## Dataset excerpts
%%

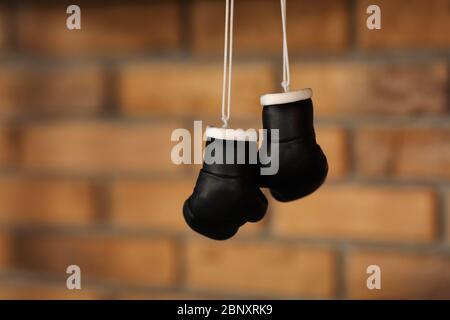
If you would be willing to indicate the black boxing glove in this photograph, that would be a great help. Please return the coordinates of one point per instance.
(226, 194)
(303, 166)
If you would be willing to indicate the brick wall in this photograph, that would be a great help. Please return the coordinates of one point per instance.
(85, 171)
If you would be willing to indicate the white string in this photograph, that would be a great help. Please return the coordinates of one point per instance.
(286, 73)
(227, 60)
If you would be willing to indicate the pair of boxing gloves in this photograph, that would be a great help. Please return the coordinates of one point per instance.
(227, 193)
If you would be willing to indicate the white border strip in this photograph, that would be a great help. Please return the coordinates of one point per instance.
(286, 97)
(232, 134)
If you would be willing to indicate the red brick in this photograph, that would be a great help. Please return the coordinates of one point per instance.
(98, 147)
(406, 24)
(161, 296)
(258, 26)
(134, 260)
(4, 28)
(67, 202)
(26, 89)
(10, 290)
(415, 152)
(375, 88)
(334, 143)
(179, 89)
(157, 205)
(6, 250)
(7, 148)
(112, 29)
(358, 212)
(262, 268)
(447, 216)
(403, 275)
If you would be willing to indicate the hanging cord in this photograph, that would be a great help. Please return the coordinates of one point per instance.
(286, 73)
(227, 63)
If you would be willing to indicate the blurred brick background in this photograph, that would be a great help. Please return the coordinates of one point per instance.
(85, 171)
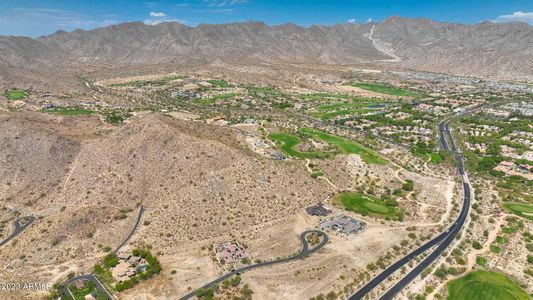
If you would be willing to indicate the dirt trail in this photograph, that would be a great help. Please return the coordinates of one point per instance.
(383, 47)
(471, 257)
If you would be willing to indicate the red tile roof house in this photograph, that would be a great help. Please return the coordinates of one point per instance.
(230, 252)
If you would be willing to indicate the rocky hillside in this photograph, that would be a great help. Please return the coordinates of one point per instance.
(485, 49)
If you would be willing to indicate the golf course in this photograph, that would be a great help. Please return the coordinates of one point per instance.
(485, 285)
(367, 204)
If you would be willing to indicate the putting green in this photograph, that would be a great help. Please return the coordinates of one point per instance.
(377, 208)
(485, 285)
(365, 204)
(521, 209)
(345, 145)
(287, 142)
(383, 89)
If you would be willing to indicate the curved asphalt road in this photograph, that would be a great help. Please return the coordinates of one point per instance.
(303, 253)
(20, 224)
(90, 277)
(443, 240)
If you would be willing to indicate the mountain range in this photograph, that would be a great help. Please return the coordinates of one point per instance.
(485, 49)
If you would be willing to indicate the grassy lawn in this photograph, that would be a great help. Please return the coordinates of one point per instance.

%%

## TASK TO CARRY OUT
A word-for-word retyping of every record is required, without the pictures.

## TASK RESPONSE
If you would be willing to indicate the black boxing glove in this photograph, that would be a great help. Please return the coordinates of one point per instance.
(226, 194)
(303, 166)
If you would be willing to indicate the brick wall in this photograph, that would be a great help. Please return the coordinates of one point per instance.
(85, 171)
If you would be willing to indicate the white string in this photograph, that would be a great help. Please return the coordinates of one point per instance.
(286, 73)
(227, 60)
If you would be willing to indicate the pair of boxing gloves in this photograph, that would be a great help. Please return the coordinates of one point per instance.
(227, 193)
If you would be willing to indicate the white border strip in this photograph, that would be a great help. Please return the coordinates of one point per instance.
(286, 97)
(232, 134)
If you would be willing to indicate the red brick in this photograph, that would be a great help. Please return the coordinates of one point per instance.
(98, 147)
(406, 24)
(161, 296)
(258, 26)
(134, 260)
(4, 28)
(67, 202)
(26, 89)
(10, 290)
(415, 152)
(375, 88)
(334, 143)
(179, 89)
(157, 205)
(6, 250)
(7, 148)
(112, 29)
(358, 212)
(262, 268)
(447, 216)
(403, 275)
If you would be willing to indicate the hanging cord in this photograph, that would be a great help. Please return the coordinates of one point per instance.
(286, 73)
(227, 63)
If you would be willing to indicate the blurred brick background in this photograph, that would be a great help. Please return the coordinates of one point per instance.
(85, 171)
If you would be willing to indicate the dirt trail in this photograph, that would be a great help. Please return the coordinates of one point per instance.
(383, 47)
(471, 257)
If you would be willing to indicate the red tile roof house in this photograph, that would be a great help. Please return the coordinates of one point per instance.
(230, 252)
If you would be willing to indicate the rocky hillside in this photograph, that would be a great help. Please return the coordinates of one point per instance.
(485, 49)
If you would be willing to indicate the golf course in this photograph, that would be a great help. Please return the coordinates of one point per instance.
(485, 285)
(367, 204)
If you would be willing to indicate the putting green in this photograph, that would be a great help. Please return the coordinates of one point per instance.
(377, 208)
(485, 285)
(365, 204)
(521, 209)
(345, 145)
(287, 142)
(383, 89)
If you would be willing to indicate the curved asphalt road in this photograph, that would be a great help. Please return the coordinates of one point per instance.
(303, 253)
(20, 224)
(90, 277)
(443, 240)
If you would be willing to indicate the mountain range in this photograph, that would be a great help. Please return the coordinates of one point per instance.
(485, 49)
If you would be willing to indicate the grassy lawn in this photograph, that would be a great help. Please return the coordinates of one point per instance.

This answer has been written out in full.